本文抜粋>

■ ■ ■ ■

回転する感温磁性体において引力あるいは反力を生じる部分は回転トルクを生み出す原動力になるが、それ以外の部分においては熱拡散によりトルク減少の原因となる。ここで、引力あるいは反力を生じない部分の感温磁性体を断熱材に置き換えることにより回転トルクに関与しない熱拡散を減少させることができる(図2)。
温度差入力端子を同一感温磁性体上に複数ペア設置することができる(図5,6)。ここでも低温入力端子と高温入力端子は等間隔では無く、高温入力端子と隣接する2つの低温入力端子は初期回転トルクを得るため、間隔を異なる様に配置する必要がある。複数の温度差入力端子を同一感温磁性体上に設置した場合に各温度差入力への熱接続が煩雑になるが、例えば図7に示したように高温側は上面に、低温側は下面にと熱的に接続することで単純な熱入力とすることもできる。
低温入力端子、および高温入力端子は角形の形状を示したが、それぞれ円盤状磁気作業物質の形状に沿った扇形、円弧状にしても良い。
【0026】
<2 第7の実施形態>
「積層」
前記エネルギー変換素子は非常に単純な形態を採る。ここで素子を同一軸に接続することでトルクを増大することができる(図4)。
同一軸に接続された別個体の円盤状感温磁性体に対してそれぞれ高温入力端子と低温入力端子を設置する。別個体の素子の低温入力端子と低温入力端子、高温入力端子と高温入力端子とをそれぞれ熱伝導性良く接続することによりトルクを倍増できる。ここでは2段接続の例を示したが、所望のトルクを得るために必要に応じて同様に積層数を増すことができる。

■ ■ ■ ■

練習課題>
a) 感温磁性体についての本文抜粋によると、引力あるいは反力を生じない部分の感温磁性体を何に置き換えれば、回転トルクに関与しない熱拡散を減らせるか。
b) 感温磁性体についての本文抜粋を、最後の文の後から書き継いでください。

[枠ラベル付きデータセット抜粋]
■ ■ ■ ■

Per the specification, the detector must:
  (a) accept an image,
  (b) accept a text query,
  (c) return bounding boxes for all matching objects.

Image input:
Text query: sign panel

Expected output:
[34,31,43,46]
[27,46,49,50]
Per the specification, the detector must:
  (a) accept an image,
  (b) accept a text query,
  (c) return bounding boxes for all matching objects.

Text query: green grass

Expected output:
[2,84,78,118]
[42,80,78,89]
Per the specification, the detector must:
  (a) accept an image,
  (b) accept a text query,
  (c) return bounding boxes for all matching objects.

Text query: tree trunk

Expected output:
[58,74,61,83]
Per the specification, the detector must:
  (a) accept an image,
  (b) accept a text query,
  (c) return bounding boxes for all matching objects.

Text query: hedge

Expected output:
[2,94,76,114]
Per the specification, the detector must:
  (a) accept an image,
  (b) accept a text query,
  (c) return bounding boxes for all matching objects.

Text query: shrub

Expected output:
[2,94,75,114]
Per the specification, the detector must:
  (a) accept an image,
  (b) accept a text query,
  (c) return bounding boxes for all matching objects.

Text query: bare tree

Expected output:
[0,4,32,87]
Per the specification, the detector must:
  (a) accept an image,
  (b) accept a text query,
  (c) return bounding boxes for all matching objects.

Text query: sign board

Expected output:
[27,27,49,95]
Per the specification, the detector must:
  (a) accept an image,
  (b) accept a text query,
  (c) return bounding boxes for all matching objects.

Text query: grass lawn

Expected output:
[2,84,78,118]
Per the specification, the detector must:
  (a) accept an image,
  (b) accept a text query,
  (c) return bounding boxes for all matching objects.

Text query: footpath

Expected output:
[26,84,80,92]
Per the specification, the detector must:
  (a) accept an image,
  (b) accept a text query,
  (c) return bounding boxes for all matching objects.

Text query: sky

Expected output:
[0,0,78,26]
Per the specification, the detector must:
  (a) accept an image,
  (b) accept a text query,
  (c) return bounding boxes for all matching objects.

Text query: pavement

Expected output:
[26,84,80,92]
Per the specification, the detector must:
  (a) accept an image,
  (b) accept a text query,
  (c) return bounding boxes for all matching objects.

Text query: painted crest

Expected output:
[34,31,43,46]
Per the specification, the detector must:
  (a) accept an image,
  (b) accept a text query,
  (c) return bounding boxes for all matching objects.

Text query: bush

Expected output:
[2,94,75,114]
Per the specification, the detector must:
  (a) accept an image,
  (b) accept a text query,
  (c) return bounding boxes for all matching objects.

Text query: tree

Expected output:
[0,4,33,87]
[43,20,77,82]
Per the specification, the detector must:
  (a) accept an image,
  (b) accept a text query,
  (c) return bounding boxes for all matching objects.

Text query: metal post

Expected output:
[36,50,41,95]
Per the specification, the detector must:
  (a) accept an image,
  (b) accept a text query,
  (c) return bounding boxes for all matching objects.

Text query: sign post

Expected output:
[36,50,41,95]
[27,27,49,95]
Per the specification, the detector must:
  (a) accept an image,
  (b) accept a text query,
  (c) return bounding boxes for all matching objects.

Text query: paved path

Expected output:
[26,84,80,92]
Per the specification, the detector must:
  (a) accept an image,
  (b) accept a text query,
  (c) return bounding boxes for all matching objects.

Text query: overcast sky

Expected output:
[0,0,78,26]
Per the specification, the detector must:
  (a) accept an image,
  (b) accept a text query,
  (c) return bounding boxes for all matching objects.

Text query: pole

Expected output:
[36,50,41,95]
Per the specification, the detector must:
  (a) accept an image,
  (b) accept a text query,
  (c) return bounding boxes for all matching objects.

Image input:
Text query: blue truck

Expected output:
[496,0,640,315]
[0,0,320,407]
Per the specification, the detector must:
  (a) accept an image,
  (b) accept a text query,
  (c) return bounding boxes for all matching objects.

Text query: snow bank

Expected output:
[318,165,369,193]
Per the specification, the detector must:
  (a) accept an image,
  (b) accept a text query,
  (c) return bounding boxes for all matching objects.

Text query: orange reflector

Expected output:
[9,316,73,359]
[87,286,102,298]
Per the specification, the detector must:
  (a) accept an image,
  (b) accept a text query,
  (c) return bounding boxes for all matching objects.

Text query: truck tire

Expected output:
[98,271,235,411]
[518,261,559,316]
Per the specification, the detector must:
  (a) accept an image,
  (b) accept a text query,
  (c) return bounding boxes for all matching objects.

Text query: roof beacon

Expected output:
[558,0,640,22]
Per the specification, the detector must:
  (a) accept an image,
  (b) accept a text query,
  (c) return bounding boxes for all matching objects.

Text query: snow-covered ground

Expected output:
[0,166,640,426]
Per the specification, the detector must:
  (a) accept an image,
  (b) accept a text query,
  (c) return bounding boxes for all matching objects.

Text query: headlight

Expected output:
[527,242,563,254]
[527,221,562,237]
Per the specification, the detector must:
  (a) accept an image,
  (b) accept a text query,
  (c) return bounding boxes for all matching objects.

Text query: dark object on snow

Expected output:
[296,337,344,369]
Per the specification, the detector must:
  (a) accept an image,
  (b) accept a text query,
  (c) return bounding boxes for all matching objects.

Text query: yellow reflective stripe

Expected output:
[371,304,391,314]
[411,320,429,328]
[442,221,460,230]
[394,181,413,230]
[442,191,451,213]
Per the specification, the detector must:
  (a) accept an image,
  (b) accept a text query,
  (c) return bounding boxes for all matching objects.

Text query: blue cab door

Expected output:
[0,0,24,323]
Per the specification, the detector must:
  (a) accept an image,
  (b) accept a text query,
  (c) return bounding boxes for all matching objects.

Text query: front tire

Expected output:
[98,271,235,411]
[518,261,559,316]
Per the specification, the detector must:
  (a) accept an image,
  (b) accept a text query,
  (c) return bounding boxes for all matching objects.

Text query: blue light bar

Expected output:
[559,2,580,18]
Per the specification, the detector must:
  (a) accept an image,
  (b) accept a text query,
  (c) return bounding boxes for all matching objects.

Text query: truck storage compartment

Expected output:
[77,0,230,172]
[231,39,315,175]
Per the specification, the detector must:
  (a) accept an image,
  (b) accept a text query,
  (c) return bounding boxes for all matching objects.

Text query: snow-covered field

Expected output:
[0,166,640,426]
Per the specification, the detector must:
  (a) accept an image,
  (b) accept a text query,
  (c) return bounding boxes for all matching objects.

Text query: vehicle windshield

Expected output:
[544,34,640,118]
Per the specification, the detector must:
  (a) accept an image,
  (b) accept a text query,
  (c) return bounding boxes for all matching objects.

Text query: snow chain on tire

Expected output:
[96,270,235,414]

■ ■ ■ ■

課題の解答>
a) 断熱材

b)
前記積層は並列接続の例を示したが、複数の素子を直列に接続することもできる(図8)。同一軸に接続された別個体の感温磁性体に対してそれぞれ高温入力端子と低温入力端子を設置する。別個体の素子の低温入力端子と高温入力端子とを熱伝導性良く接続することにより前記低温入力端子と高温入力端子は同じ温度となる。直列接続とすることで、大きな温度差入力に対応することができる。この場合、積層された各素子に用いる感温磁性体は同一である必要は無い。最適動作温度の異なる感温磁性体を各素子の動作温度に従い配置し、トルクの拡大を図ることができる。
【実施例
【0027】
以下、実施例により本開示を具体的に説明するが、本開示はこれらの実施例のみに限定されるものではない。
【0028】
本実施例について以下の順序で説明する。
i エネルギー変換素子単体
ii エネルギー変換素子積層集合体
【0029】
〈i エネルギー変換素子単体での実施例〉
〈実施例1〉
径5mm、長さ50mmのステンレス製軸を用意した。前記軸中央に穴あき円盤状厚さ1.5mm、直径40mmの感温磁性体Sr Ferrite(ストロンチウムフェライト)を設置し、軸に固定した。円盤状感温磁性体Sr Ferrite直径40mmの中央部分、直径20mmの部分をSr Ferriteからポリカーボネートに置き換えている(図2)。Sr Ferrite永久磁石はあらかじめ、円盤垂直方向に帯磁させた。上面にN極、下面側にS極となるように帯磁した。軸回転により円盤状感温磁性体も回転する(図1)。
【0030】
高温入力端子として、感温磁性体に磁場を印加するため、円盤状感温磁性体を挟み込むようにヨーク付きの永久磁石を設置した。高温入力端子の永久磁石にはSr-Ferrite系マグネットを用いて感温磁性体ギャップ間隔は4.0mmとした。高温入力端子による磁場と永久磁石である感温磁性体の間には引力が働く様に、高温入力端子の永久磁石を配置した。永久磁石である感温磁性体と永久磁石の間にマグネタイト磁性紛からなる磁性流体を充填し、高温入力端子とした(図1)。
【0031】
高温入力端子の円周反対側から20°ずれた位置に低温入力端子を設置するため、円盤状感温磁性体を挟み込むようにヨーク付きの永久磁石を設置した。永久磁石にはSr-Ferrite系マグネットを用いてギャップ間隔は2.0mmとした。低温入力端子による磁場と永久磁石である感温磁性体の間には反力が働く様に、低温入力端子の永久磁石を配置した。感温磁性体と低温入力端子の間には潤滑油を導入し、熱伝導を確保した。
高温入力端子と低温入力端子の間にはフッ素系低熱伝導樹脂からなる間隙充填材を導入し熱伝導を低減させた。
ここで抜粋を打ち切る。